■ Seitentext
Eine Klarstellung, dass unter „für die Zeit von 8.00 - 23.00 Uhr“ die Betriebszeit des Gastgartens zu verstehen ist (sich also kein Gast außerhalb dieser Zeiten im Gastgarten aufhält, das Geschirr abgeräumt, allenfalls Tische, Stühle und Schirme abgeräumt sind), wäre zu begrüßen.

 

§ 76a Abs. 4:

Danach hat die Behörde spätestens drei Monate nach Einlangen der Anzeige samt Unterlagen für den Fall, dass die Voraussetzungen gemäß Abs. 1 oder Abs. 2 nicht erfüllt sind, dies festzustellen und den Betrieb des Gastgartens bescheidmäßig zu untersagen.

 

Die Formulierung „unbeschadet eines Verfahrens nach § 366ff“ ist irreführend. § 366 Abs. 1 Ziffer 2 und 3 idgF normiert die sich aus einer (Änderungs‑)Genehmigungspflicht ergebenden „betriebsanlagenrechtlichen“ Straftatbestände. Neue Straftatbestände sollen in § 366 Abs. 1 als Ziffer 3a:

„3a. einen Gastgarten entgegen einem Bescheid gemäß § 76a Abs. 4 oder Abs. 5 betreibt;“

sowie in § 367 nach Ziffer 24 folgende Ziffer 24a:

„24a. entgegen § 76a Abs. 3 den Betrieb des Gastgartens nicht anzeigt.“ eingefügt werden.

 

Abs.4 setzt voraus, dass eine Anzeige samt Unterlagen eingelangt ist, weshalb § 367 Ziffer 24a neu nicht zum Tragen kommt. § 366 Abs. 1 Ziffer 3a findet ebenfalls keine Anwendung, da der Straftatbestand erst erfüllt ist, wenn ein Gastgarten entgegen einem Bescheid gemäß § 76a Abs. 4 oder Abs. 5 betrieben wird. Der Bescheid ist also erst zu erlassen, bevor der Straftatbestand erfüllt sein kann, weshalb die Wendung „unbeschadet eines Verfahrens nach § 366ff“ verfehlt scheint.

■ Schriftliche Anfrage 1
Beantworte anhand des Seitentexts:
(a) Bis wann muss die Behörde nach Einlangen der Anzeige samt Unterlagen spätestens tätig werden?
(b) Welche Uhrzeiten nennt der Seitentext für den Gastgarten?
(c) Welche neue Ziffer soll in § 367 nach Ziffer 24 eingefügt werden?
■ Schriftliche Anfrage 2
Welche Zeilen unten enthalten die Zeichenfolge „Query“? Filtere sie heraus und kopiere jede davon vollständig, wobei die Groß- und Kleinschreibung zählt.

(Extrahierte Zeilen)
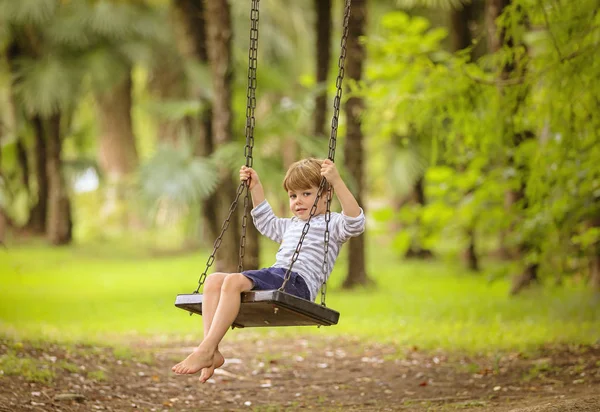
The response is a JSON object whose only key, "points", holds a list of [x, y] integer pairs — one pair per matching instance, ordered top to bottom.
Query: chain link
{"points": [[250, 120], [250, 123], [323, 185]]}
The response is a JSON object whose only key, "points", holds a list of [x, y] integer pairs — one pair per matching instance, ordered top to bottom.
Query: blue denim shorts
{"points": [[272, 278]]}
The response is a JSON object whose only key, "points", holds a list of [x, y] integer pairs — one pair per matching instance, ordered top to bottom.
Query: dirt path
{"points": [[274, 375]]}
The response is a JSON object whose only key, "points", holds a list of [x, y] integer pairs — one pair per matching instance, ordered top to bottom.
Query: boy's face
{"points": [[301, 201]]}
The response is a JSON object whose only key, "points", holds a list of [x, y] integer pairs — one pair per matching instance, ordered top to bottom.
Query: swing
{"points": [[275, 307]]}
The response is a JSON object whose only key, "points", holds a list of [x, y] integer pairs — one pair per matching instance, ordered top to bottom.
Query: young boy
{"points": [[221, 294]]}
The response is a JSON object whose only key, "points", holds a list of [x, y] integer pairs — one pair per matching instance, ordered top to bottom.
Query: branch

■ Vollständige Antwort 1
(a) Spätestens drei Monate nach Einlangen der Anzeige samt Unterlagen.
(b) Von 8.00 bis 23.00 Uhr.
(c) Ziffer 24a.

■ Vollständige Antwort 2
Query: chain link
Query: blue denim shorts
Query: dirt path
Query: boy's face
Query: swing
Query: young boy
Query: branch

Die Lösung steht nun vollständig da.